[Items listed in a dataset]
* Begin *
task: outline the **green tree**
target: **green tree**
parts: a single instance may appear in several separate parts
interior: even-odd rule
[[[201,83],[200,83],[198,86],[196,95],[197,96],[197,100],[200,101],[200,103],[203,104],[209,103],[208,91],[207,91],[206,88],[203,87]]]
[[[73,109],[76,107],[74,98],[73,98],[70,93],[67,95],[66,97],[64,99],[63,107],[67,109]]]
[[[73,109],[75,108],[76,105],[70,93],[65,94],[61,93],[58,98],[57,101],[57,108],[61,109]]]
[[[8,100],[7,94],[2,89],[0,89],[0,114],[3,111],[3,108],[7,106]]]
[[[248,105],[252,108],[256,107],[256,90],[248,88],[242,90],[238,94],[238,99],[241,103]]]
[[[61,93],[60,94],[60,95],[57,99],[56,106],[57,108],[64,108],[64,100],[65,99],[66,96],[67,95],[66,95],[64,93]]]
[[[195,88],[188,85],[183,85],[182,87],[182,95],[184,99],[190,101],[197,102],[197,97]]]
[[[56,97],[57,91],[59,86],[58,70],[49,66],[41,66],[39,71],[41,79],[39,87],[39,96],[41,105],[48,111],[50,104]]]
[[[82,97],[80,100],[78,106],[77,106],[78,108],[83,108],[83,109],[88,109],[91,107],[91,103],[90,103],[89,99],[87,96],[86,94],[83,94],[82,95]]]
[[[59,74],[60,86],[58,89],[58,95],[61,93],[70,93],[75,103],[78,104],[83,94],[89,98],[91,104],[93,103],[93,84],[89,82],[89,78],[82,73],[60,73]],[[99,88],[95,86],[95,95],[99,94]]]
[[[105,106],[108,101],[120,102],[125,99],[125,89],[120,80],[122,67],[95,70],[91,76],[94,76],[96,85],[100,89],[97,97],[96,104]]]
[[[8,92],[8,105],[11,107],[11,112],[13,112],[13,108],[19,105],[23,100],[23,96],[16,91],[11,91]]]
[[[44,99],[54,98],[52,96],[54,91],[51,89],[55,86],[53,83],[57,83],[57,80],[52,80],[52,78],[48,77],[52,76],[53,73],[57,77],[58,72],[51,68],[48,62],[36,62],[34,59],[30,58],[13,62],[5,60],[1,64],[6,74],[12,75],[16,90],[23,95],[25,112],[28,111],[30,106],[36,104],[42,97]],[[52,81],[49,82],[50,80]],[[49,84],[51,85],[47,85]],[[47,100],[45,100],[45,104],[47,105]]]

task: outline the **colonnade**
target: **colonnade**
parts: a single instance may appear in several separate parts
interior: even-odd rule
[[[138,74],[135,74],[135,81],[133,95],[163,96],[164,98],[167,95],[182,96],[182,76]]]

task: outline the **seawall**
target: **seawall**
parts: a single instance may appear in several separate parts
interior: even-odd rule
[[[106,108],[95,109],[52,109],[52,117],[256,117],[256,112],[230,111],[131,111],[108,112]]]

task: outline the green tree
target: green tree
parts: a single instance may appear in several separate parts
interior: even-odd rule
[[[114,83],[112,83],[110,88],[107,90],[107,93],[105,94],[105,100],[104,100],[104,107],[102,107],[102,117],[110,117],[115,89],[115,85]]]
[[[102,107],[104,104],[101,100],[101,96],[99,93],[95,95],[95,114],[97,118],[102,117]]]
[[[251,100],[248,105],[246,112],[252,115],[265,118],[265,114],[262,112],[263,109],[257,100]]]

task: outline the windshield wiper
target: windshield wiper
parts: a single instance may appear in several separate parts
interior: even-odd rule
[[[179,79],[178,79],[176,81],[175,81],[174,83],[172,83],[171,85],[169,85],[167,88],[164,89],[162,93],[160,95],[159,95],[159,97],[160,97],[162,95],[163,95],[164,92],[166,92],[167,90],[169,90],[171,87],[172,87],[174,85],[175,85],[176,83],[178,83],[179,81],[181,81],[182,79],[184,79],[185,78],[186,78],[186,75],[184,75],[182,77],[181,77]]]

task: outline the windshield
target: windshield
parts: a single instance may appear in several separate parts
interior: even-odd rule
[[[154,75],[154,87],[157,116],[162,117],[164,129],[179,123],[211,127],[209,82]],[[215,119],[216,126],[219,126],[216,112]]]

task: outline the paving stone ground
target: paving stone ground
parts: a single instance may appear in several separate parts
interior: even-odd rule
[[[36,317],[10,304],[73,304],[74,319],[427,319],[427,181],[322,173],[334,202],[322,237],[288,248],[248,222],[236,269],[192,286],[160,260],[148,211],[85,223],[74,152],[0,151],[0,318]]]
* End *
WRITTEN EXERCISE:
Swap "paving stone" for "cobblestone" in the stretch from the line containing "task: outline the paving stone ground" through the end of the entries. Write out that stretch again with nothing else changed.

RESPONSE TO THE EXERCISE:
task: outline the cobblestone ground
target: cobblestone ground
parts: a single instance may appear in several separate parts
interior: even-odd rule
[[[36,317],[10,304],[73,304],[74,319],[427,319],[427,181],[322,173],[334,202],[322,237],[288,248],[248,222],[236,269],[192,286],[160,260],[148,211],[85,223],[74,152],[0,151],[0,318]]]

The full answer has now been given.